Required task: Rewrite all of the following lines, changing each occurrence of "visually impaired user" to "low-vision user" and leaving everything else untouched.

Record list:
------------

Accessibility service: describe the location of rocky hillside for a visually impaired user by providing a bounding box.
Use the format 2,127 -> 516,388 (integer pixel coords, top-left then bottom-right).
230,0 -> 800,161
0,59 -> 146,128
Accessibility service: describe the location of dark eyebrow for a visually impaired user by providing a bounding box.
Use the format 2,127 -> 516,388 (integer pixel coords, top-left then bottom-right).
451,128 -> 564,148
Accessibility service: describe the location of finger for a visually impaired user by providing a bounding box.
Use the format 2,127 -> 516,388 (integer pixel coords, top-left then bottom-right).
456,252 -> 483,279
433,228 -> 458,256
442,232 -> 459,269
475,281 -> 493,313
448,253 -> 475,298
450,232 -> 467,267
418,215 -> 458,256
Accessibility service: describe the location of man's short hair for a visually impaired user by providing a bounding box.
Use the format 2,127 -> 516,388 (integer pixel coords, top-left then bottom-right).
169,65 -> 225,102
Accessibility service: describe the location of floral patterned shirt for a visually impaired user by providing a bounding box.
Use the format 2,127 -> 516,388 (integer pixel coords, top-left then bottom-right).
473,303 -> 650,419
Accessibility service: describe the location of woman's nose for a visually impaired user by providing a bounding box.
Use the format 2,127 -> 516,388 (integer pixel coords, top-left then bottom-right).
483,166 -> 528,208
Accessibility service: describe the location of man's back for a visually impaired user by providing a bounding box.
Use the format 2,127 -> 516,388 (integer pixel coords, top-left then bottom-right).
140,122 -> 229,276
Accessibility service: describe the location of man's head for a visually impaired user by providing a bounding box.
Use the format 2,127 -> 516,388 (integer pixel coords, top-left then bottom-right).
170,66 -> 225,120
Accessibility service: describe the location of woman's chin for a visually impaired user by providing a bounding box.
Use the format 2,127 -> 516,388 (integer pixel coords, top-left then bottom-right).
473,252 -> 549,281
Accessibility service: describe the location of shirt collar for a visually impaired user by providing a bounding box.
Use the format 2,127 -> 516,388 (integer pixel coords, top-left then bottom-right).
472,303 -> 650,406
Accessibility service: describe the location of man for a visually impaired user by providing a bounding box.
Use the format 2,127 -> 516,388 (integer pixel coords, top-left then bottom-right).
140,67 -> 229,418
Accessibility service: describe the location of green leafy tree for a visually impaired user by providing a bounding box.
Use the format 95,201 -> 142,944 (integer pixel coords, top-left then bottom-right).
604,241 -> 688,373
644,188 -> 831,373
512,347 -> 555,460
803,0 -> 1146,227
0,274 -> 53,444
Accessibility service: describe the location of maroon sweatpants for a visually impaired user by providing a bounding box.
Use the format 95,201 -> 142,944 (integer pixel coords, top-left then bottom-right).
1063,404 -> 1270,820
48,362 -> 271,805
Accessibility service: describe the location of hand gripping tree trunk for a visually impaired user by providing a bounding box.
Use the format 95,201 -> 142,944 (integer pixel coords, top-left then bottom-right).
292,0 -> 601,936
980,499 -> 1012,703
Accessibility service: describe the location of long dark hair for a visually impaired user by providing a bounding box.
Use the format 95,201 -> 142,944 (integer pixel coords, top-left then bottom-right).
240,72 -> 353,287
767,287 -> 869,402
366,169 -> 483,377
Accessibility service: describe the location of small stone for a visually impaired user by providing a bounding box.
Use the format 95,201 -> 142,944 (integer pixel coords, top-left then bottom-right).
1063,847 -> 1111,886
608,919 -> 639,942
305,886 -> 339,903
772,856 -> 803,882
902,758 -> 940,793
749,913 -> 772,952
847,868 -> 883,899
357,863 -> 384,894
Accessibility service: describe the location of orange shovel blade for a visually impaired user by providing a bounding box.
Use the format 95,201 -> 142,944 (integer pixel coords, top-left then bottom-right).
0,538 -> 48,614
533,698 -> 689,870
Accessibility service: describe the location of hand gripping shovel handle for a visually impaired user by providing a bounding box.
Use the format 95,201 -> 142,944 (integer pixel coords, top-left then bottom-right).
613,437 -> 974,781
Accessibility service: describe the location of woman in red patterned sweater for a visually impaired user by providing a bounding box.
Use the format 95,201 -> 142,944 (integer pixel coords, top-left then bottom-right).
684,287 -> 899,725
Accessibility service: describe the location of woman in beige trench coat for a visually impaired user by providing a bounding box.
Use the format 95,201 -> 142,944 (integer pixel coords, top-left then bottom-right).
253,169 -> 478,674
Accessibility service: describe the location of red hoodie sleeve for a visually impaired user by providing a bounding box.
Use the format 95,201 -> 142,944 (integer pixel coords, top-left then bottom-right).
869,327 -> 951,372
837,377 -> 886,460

------------

Exercise solution:
Accessibility service: describe the location of rocky hillside for a low-vision user by providing a bounding box.
Use the format 2,127 -> 516,388 (integer pixel coords, top-left then bottom-right).
230,0 -> 800,161
0,59 -> 146,128
Accessibility service: describe the location of dark eyebrow for a low-vision user by providing a bounding box.
Use the format 2,127 -> 516,388 (integer pixel coords, top-left then bottom-right).
451,128 -> 564,148
Accessibility service: describe the location of finger for a low-vision user by providing a bounding box.
Use the format 2,127 -> 516,388 (integer pixel coords, top-left then bottom-right).
456,252 -> 483,279
433,228 -> 458,256
442,232 -> 459,269
475,281 -> 493,313
448,253 -> 475,298
450,232 -> 467,267
418,215 -> 458,256
Accessibility service: describe the location of man's short hair for a low-vision user by providing a bounding box.
Use the format 2,127 -> 516,388 (integer pixel coords, top-left then bottom-right).
169,65 -> 225,102
Accessibility service: describe the location of floral patterned shirt for a low-vision user by providing a bounding box.
Use the format 2,127 -> 516,388 (integer pixel coords, top-left then bottom-right).
473,303 -> 650,419
Accessibility service: describe the location of woman's nose for a low-vision user by providing a bounding box.
Use the format 2,127 -> 516,388 (integer pixel coords, top-left then bottom-right).
483,166 -> 528,208
Accessibility service: describe the location of man's back for a low-vision user by providing a bounding box.
Use the format 2,127 -> 516,388 (integer pixel coords, top-left then bottom-right).
140,122 -> 229,276
Accessibility service: describe the location of man's head for a low-vision user by providing a bounding box.
Use the format 2,127 -> 516,388 (integer pixel coords, top-left then bottom-right).
170,66 -> 225,120
Accessibility service: describe the location of woman's chin for a low-vision user by providing a bounding box.
Use the format 2,127 -> 516,388 (integer pixel coords, top-left then bottom-right).
473,252 -> 549,281
Accessibility service: describe the location of shirt collar for a low-vision user by providing a bounding box.
Use the format 2,127 -> 516,388 (integer pixel coords, top-left then bottom-right).
472,303 -> 650,406
Accessibility service: describe the location of man for a low-vision user by providing a bounding box.
Use the format 2,127 -> 516,388 (integer pixel coords, top-left then bottom-right).
140,67 -> 229,418
Accessibility service: describe the location of green leafy tree for a low-vision user by providing a bounding box.
Use the format 95,201 -> 142,944 (integer pixel coords, top-left then bottom-right).
604,241 -> 688,373
644,188 -> 831,373
512,347 -> 555,460
803,0 -> 1146,227
0,274 -> 53,444
Accessibility service: describe the location of maroon sweatpants for a low-vision user by providing a bounding box.
Use the format 95,201 -> 142,944 (integer pixel coords, top-left then bottom-right).
1063,404 -> 1270,820
48,362 -> 271,805
Accessibility service: describe the location of hand gripping tree trunk for a low-vision user by providing a bounding box.
Use the format 95,201 -> 142,944 (integer pixel coords, top-left then bottom-right).
292,0 -> 601,936
980,499 -> 1012,703
Accessibility service: describe the location of long dark hair for a low-vision user by providing a bounding box.
Use the format 95,201 -> 142,944 (integer pixel coords, top-left then bottom-right).
240,72 -> 353,287
767,287 -> 869,402
366,169 -> 483,377
Accessibility service: describe the location of small stone for a low-vision user by providing a bounding box.
Use the format 95,201 -> 142,944 (integer pixel coords, top-left then bottom-right).
1063,847 -> 1111,886
608,919 -> 639,942
305,886 -> 339,903
772,856 -> 803,882
902,758 -> 940,793
749,913 -> 772,952
847,868 -> 883,899
357,863 -> 384,894
Accessibility service: describe the location of orange shovel blade for a low-vision user by providing a bounding box.
Use the format 95,201 -> 142,944 (integer pixel coords, top-left then bottom-right).
0,538 -> 48,614
533,698 -> 689,870
Accessibility service: describe the location of hand gripping shovel handle for a low-vision user by providing a bounding box.
Use the format 95,201 -> 142,944 (integer pixel coords, top-left then bottom-right).
613,437 -> 974,781
Accessibility service: describe the location of woman in red patterned sweater for a low-vision user by providing a bounding box.
Use the format 95,201 -> 142,944 (integer pixel coords, top-left then bottom-right).
684,287 -> 899,725
Accessibility service: describe the location of woman in beige trench coat for a low-vision user by providing a bounding box.
Use the format 95,201 -> 142,944 (integer pixel coords, top-left then bottom-right).
253,169 -> 478,674
Accessibility service: describe the location of red hoodie sleeve for a low-vision user by providing a bounding box.
Use the format 95,201 -> 142,944 (integer pixel coords, top-left then bottom-right).
869,327 -> 951,372
837,377 -> 886,460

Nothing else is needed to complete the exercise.